What to do:
Reproduce every one of the records below verbatim, line for line, with no changes.

----- Task material -----

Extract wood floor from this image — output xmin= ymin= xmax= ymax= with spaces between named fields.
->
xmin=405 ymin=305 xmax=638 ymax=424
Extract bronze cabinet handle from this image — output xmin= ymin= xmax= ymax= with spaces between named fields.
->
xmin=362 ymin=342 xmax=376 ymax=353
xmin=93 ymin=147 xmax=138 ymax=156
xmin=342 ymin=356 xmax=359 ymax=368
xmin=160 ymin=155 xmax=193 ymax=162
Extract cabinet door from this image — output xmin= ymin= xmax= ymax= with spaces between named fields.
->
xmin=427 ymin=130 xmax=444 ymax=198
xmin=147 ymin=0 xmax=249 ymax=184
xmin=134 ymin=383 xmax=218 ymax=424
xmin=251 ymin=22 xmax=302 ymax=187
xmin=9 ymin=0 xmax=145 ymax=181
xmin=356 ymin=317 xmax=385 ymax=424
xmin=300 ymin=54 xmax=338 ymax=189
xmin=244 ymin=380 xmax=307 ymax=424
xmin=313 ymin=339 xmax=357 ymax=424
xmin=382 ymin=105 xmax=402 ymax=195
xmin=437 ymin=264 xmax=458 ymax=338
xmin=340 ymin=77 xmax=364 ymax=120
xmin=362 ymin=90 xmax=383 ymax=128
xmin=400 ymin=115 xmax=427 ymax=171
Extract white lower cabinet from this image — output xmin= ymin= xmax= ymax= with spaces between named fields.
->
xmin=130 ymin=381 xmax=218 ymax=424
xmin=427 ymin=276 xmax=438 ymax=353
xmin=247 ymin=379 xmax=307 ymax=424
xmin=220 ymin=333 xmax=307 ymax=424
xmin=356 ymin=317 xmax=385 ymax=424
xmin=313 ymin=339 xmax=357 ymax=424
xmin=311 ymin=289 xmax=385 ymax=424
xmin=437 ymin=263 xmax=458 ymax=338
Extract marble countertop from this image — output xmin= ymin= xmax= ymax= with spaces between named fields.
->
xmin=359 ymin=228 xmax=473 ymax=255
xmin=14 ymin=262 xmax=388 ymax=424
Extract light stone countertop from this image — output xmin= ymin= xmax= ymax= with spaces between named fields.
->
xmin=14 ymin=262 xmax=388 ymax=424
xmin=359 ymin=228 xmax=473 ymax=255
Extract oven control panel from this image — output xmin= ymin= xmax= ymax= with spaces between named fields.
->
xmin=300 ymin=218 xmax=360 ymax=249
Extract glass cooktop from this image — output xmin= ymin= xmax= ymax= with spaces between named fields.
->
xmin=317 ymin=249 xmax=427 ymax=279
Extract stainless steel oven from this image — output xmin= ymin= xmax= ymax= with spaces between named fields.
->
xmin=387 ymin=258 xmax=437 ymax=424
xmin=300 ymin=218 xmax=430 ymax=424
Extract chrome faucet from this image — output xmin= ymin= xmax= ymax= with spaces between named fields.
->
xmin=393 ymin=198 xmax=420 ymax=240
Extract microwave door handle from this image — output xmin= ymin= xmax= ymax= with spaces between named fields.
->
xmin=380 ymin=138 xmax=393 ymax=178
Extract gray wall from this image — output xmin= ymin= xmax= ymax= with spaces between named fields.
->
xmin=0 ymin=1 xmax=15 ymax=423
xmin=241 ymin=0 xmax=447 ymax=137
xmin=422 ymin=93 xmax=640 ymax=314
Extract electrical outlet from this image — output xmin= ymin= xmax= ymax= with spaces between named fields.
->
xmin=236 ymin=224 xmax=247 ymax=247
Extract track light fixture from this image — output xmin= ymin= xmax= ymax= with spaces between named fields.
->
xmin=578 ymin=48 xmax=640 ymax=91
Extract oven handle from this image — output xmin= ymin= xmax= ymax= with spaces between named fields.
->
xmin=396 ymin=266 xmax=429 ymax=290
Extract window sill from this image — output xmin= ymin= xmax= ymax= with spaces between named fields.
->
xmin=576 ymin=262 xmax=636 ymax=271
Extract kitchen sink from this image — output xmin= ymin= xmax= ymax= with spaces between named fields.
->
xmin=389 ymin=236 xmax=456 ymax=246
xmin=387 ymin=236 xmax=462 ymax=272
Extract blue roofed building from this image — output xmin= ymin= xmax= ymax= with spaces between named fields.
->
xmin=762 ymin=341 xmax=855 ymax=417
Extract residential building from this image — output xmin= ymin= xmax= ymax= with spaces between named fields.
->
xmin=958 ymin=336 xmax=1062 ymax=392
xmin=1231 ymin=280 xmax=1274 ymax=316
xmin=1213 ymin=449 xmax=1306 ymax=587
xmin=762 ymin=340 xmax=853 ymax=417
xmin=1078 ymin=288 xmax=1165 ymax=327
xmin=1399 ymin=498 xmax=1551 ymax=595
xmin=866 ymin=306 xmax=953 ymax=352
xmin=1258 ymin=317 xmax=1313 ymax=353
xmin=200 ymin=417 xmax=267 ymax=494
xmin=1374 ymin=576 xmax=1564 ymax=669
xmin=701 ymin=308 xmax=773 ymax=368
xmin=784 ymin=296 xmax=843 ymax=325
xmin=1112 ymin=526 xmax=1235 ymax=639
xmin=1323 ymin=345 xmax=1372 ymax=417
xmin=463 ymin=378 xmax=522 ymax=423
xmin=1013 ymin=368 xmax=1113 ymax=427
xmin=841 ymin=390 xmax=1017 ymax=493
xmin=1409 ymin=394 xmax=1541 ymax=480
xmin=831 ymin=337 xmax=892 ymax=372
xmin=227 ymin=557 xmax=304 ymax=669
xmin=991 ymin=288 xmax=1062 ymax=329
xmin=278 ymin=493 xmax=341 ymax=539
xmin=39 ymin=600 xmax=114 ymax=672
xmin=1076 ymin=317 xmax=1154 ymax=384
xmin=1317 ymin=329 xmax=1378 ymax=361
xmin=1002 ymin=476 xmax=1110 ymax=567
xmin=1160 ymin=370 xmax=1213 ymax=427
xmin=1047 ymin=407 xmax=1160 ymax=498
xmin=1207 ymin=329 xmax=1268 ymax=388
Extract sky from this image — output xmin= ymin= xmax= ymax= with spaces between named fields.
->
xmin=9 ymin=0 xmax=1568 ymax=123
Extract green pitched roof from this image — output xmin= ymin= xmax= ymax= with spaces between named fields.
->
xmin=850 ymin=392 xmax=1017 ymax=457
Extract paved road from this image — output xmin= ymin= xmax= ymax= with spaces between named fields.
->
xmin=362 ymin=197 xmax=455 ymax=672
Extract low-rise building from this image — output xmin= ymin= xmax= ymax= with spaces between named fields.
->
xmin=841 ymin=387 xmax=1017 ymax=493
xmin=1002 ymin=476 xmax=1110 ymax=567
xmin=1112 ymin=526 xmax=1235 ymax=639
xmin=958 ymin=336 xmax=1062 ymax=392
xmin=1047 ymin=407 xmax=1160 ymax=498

-----

Answer to the exercise:
Extract wood floor from this image — output xmin= ymin= xmax= ymax= with spaces between named fields.
->
xmin=405 ymin=305 xmax=638 ymax=424
Extract bronze cabinet handle from this image — output xmin= ymin= xmax= ymax= with spaces between named fields.
->
xmin=362 ymin=342 xmax=376 ymax=353
xmin=93 ymin=147 xmax=138 ymax=156
xmin=342 ymin=356 xmax=359 ymax=368
xmin=160 ymin=155 xmax=193 ymax=162
Extract cabinet door from this image — output xmin= ymin= xmax= ymax= with spaces between named fields.
->
xmin=427 ymin=130 xmax=444 ymax=198
xmin=147 ymin=0 xmax=249 ymax=184
xmin=134 ymin=383 xmax=218 ymax=424
xmin=251 ymin=22 xmax=302 ymax=187
xmin=9 ymin=0 xmax=145 ymax=181
xmin=356 ymin=317 xmax=385 ymax=424
xmin=300 ymin=54 xmax=338 ymax=189
xmin=244 ymin=380 xmax=307 ymax=424
xmin=313 ymin=339 xmax=357 ymax=424
xmin=382 ymin=105 xmax=402 ymax=195
xmin=437 ymin=264 xmax=458 ymax=338
xmin=340 ymin=77 xmax=364 ymax=120
xmin=362 ymin=90 xmax=383 ymax=128
xmin=400 ymin=115 xmax=427 ymax=171
Extract white lower cabinet from this image — output xmin= ymin= xmax= ymax= with spaces between named fields.
->
xmin=130 ymin=381 xmax=218 ymax=424
xmin=427 ymin=276 xmax=438 ymax=353
xmin=247 ymin=379 xmax=307 ymax=424
xmin=220 ymin=333 xmax=307 ymax=424
xmin=356 ymin=317 xmax=385 ymax=424
xmin=313 ymin=339 xmax=357 ymax=424
xmin=311 ymin=289 xmax=385 ymax=424
xmin=437 ymin=263 xmax=458 ymax=338
Extract marble countertop from this image — output xmin= ymin= xmax= ymax= with spaces between named fields.
->
xmin=359 ymin=228 xmax=473 ymax=255
xmin=14 ymin=262 xmax=388 ymax=424
Extract light stone countertop from this image — output xmin= ymin= xmax= ymax= with spaces between named fields.
->
xmin=14 ymin=262 xmax=388 ymax=424
xmin=359 ymin=228 xmax=473 ymax=255
Extract oven control panel from this image — output xmin= ymin= xmax= ymax= with spaces between named fields.
->
xmin=300 ymin=218 xmax=360 ymax=249
Extract glass cooktop from this image — output xmin= ymin= xmax= ymax= with spaces between named fields.
->
xmin=317 ymin=249 xmax=427 ymax=279
Extract stainless steel oven from this image — output xmin= ymin= xmax= ymax= with spaces between named fields.
->
xmin=387 ymin=258 xmax=437 ymax=424
xmin=300 ymin=218 xmax=430 ymax=424
Extract chrome faucet from this image — output xmin= ymin= xmax= ymax= with spaces between named fields.
->
xmin=393 ymin=198 xmax=420 ymax=240
Extract microwave door handle from this image — output xmin= ymin= xmax= ymax= with spaces between named fields.
->
xmin=380 ymin=138 xmax=393 ymax=178
Extract gray wall from this image — output xmin= ymin= xmax= ymax= with spaces between named fields.
->
xmin=0 ymin=1 xmax=15 ymax=423
xmin=241 ymin=0 xmax=447 ymax=137
xmin=422 ymin=93 xmax=640 ymax=314
Extract electrical outlet from this image — output xmin= ymin= xmax= ymax= with spaces between named fields.
->
xmin=236 ymin=224 xmax=247 ymax=247
Extract track light fixture from this image — output xmin= ymin= xmax= ymax= with spaces between named fields.
->
xmin=578 ymin=48 xmax=640 ymax=91
Extract oven handle from this image — output xmin= ymin= xmax= ymax= with spaces between named fields.
->
xmin=396 ymin=266 xmax=429 ymax=290
Extract window sill from this image — output xmin= ymin= xmax= ymax= with spaces between named fields.
->
xmin=576 ymin=262 xmax=636 ymax=271
Extract kitchen sink from this image — output xmin= ymin= xmax= ymax= with spaces between named fields.
->
xmin=389 ymin=236 xmax=456 ymax=246
xmin=387 ymin=236 xmax=462 ymax=272
Extract blue roofed building from this image — output xmin= ymin= xmax= ymax= with spaces between named fields.
->
xmin=762 ymin=341 xmax=855 ymax=417
Extract residential building from this image — output xmin= ymin= xmax= ymax= with spaces between named fields.
->
xmin=958 ymin=336 xmax=1062 ymax=392
xmin=1231 ymin=280 xmax=1274 ymax=316
xmin=1213 ymin=449 xmax=1306 ymax=587
xmin=762 ymin=340 xmax=853 ymax=417
xmin=1078 ymin=288 xmax=1165 ymax=327
xmin=1399 ymin=498 xmax=1551 ymax=595
xmin=866 ymin=306 xmax=953 ymax=352
xmin=1258 ymin=317 xmax=1313 ymax=353
xmin=200 ymin=417 xmax=267 ymax=494
xmin=1374 ymin=576 xmax=1564 ymax=669
xmin=701 ymin=308 xmax=773 ymax=368
xmin=784 ymin=296 xmax=843 ymax=325
xmin=1112 ymin=526 xmax=1235 ymax=639
xmin=1323 ymin=345 xmax=1372 ymax=417
xmin=463 ymin=378 xmax=522 ymax=423
xmin=1013 ymin=368 xmax=1113 ymax=427
xmin=841 ymin=390 xmax=1017 ymax=493
xmin=1409 ymin=394 xmax=1541 ymax=480
xmin=831 ymin=337 xmax=892 ymax=372
xmin=227 ymin=557 xmax=304 ymax=669
xmin=991 ymin=288 xmax=1062 ymax=329
xmin=278 ymin=493 xmax=341 ymax=539
xmin=39 ymin=600 xmax=114 ymax=672
xmin=1076 ymin=317 xmax=1154 ymax=384
xmin=1317 ymin=329 xmax=1378 ymax=361
xmin=1002 ymin=476 xmax=1110 ymax=567
xmin=1160 ymin=370 xmax=1213 ymax=427
xmin=1047 ymin=407 xmax=1160 ymax=498
xmin=1207 ymin=329 xmax=1268 ymax=388
Extract sky from this image — output xmin= ymin= xmax= ymax= with spaces between named fields.
->
xmin=9 ymin=0 xmax=1568 ymax=123
Extract green pitched roof from this image — output xmin= ymin= xmax= ymax= with spaces between named fields.
->
xmin=850 ymin=392 xmax=1017 ymax=457
Extract paved road from this image — output xmin= ymin= xmax= ymax= with spaces between named fields.
->
xmin=362 ymin=197 xmax=455 ymax=672
Extract low-rise building from this image — output xmin= ymin= xmax= ymax= with spaces between named fields.
->
xmin=841 ymin=387 xmax=1017 ymax=493
xmin=1002 ymin=476 xmax=1110 ymax=567
xmin=1112 ymin=526 xmax=1235 ymax=639
xmin=958 ymin=336 xmax=1062 ymax=392
xmin=1047 ymin=407 xmax=1160 ymax=498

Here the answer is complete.